(Point labeling examples)
• • • •

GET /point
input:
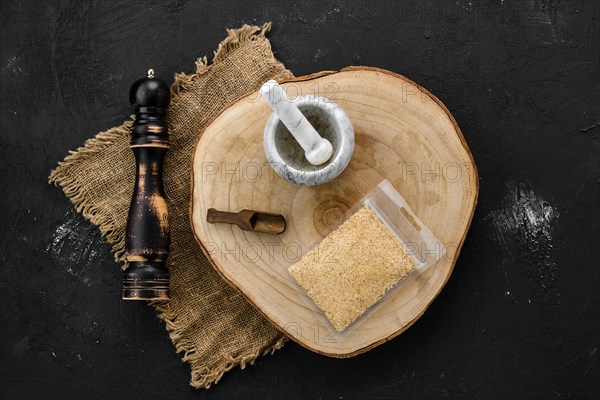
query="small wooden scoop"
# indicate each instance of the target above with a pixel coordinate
(249, 220)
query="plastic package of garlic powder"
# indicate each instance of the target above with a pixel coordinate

• • • •

▶ Problem details: Rewrite the rows above, substituting "item" for every occurrence of "target" and changing nothing else. Omit the pictures from your answer.

▶ Correct result:
GET /point
input:
query="small wooden scoop"
# indicate each instance of the item above with a pixel coordinate
(249, 220)
query="plastic package of garlic powder"
# indicate each instance of the item above with a pixel coordinate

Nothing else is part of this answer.